┌─ Dataset records
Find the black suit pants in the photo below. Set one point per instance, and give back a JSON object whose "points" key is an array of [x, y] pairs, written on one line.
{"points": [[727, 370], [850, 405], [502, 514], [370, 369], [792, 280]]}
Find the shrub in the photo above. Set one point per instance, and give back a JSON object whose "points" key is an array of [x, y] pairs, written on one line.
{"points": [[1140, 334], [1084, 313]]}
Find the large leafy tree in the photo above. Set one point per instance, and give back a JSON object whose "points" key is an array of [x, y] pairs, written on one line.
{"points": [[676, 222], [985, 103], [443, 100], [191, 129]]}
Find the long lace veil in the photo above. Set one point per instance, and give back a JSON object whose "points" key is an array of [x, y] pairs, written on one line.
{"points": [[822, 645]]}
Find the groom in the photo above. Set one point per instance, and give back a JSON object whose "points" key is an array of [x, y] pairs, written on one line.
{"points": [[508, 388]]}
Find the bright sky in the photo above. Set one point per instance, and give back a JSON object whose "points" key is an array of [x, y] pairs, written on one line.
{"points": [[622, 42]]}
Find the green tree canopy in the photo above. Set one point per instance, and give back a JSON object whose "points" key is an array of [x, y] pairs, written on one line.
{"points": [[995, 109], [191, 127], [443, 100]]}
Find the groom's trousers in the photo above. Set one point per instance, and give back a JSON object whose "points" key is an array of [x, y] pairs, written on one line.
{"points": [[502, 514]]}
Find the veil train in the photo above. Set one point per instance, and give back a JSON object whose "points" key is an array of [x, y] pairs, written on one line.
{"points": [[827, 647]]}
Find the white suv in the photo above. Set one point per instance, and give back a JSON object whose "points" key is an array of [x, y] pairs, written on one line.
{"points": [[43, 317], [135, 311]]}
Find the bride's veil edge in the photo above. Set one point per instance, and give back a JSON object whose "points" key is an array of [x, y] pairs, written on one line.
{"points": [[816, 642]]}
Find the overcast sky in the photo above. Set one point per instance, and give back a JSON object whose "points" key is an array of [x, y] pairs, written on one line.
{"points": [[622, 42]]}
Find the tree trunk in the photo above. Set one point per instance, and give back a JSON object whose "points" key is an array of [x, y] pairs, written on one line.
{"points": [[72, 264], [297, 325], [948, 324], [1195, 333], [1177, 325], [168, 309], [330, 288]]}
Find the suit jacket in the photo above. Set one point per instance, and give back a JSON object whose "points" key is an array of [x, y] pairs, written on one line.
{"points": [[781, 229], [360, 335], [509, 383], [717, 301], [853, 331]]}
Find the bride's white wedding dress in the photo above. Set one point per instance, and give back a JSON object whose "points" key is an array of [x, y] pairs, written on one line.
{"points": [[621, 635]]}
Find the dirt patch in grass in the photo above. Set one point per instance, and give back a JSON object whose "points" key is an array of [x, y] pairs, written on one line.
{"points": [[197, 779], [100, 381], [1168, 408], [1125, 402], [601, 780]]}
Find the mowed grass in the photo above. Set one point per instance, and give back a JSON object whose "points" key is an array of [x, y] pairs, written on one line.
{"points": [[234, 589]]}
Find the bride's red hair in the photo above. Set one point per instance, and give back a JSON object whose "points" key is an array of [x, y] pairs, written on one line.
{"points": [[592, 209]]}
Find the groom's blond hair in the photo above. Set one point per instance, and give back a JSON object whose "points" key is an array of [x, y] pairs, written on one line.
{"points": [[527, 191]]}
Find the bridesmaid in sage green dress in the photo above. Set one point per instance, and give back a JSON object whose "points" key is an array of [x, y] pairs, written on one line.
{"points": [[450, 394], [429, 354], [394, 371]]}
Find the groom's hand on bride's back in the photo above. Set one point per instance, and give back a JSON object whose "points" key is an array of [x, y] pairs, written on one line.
└─
Copy out all of the records verbatim.

Find the black suit pants in the photo below. Set one point per instance, and give back a JSON object whose "points" key is an array of [x, y] pairs, written on one line.
{"points": [[727, 370], [850, 405], [502, 514], [370, 369], [792, 280]]}
Find the shrub in the photo above. Set one point per instance, and give back a JSON object whose "points" key is an array of [x, y] pairs, written on one line.
{"points": [[1140, 334], [1084, 313]]}
Find the large leafy tree in the photo above. Set one point per instance, and give back a JSON object whose "points" key is an array of [x, y] pairs, written on one line.
{"points": [[676, 222], [985, 103], [443, 100], [191, 129]]}
Find the long lace veil in the photo above. Set one point per instance, and give back a JSON object whose "points" key is an array of [x, y] pairs, written on one line.
{"points": [[822, 645]]}
Find the groom in the photo above. Set one point per instance, and give back a JSON object whose "points" key is an array of [x, y] pairs, written on one line.
{"points": [[508, 388]]}
Find the bright sky in the photo above. Set one point per instance, and give back a JSON object whose "points" key is an array of [x, y] pairs, written on one line.
{"points": [[622, 42]]}
Find the green tree canopy in the photo above. Set one point per instance, and give back a JSON object whose "points" key is an array of [x, y] pairs, written on one line.
{"points": [[995, 109], [191, 127], [443, 100]]}
Find the groom's trousers in the photo above. Set one point per instance, and give back a JSON object whose "points" key is an array of [x, y] pairs, written on one line.
{"points": [[502, 514]]}
Find the veil train in the photo above. Set one point per instance, and give back a JSON object whose "points" key is an array of [x, y] pairs, written on one line.
{"points": [[827, 647]]}
Find the white suv in the photo above. Set one point per instance, and give back a JSON object whose "points" key is an array of [x, y] pairs, written on one line.
{"points": [[43, 317], [135, 311]]}
Find the bride's veil edge in the photo above. Set one point per instance, and give back a JSON object whose "points" key is an array of [x, y] pairs, written on one line.
{"points": [[816, 642]]}
Find the overcast sky in the photo above. Set one point per instance, and give back a JSON object whose "points" key is an array of [x, y] pairs, written on one line.
{"points": [[622, 42]]}
Find the tree trunk in the photo above. Set one point per instance, and give back a JSON object whose "points" key is an array of [x, y] pairs, written on one line.
{"points": [[72, 264], [297, 325], [948, 324], [1195, 333], [1177, 325], [168, 309], [330, 288]]}
Find the suit jacket in the photo above. Set one point per instance, and give back a JSON object whose "points" key is an array of [x, y] pairs, written on one line.
{"points": [[781, 229], [360, 335], [509, 383], [717, 301], [853, 331]]}
Find the bride's white wedding dress in the photo above. Set one point per instance, and give back a JSON object whose "points" key is an array of [x, y] pairs, written on one line.
{"points": [[621, 635]]}
Find the dirt patch in grass in the photo above. Set one point per instance, and give back a JSON object whose "points" key is an array of [x, y] pairs, written on one line.
{"points": [[197, 779], [100, 381], [1168, 408], [1125, 402], [601, 780]]}
Find the mowed grass in the photo above. Set one point per instance, and give back a JSON object whose "points" key is an array of [x, y] pairs, written on one line.
{"points": [[234, 589]]}
Find the bride's red hair in the photo above. Set one point per instance, and give back a JSON object whose "points" key is an array of [x, y] pairs, written on one line.
{"points": [[592, 209]]}
Find the groom's blond hair in the photo above. Set one point per instance, and give back a JSON object whose "points" key is an array of [x, y] pairs, written on one line.
{"points": [[527, 191]]}
Find the bridesmaid in sage green dress in the photo above. Set one point per instance, and give back a JSON object whose "points" key is an array of [x, y] pairs, written on one line.
{"points": [[450, 394], [429, 354], [394, 371]]}
Find the groom's hand on bride's back in the photo above. Set one point per instance, and give back a JSON object whose "points" key is an array of [x, y] pairs, written on one line.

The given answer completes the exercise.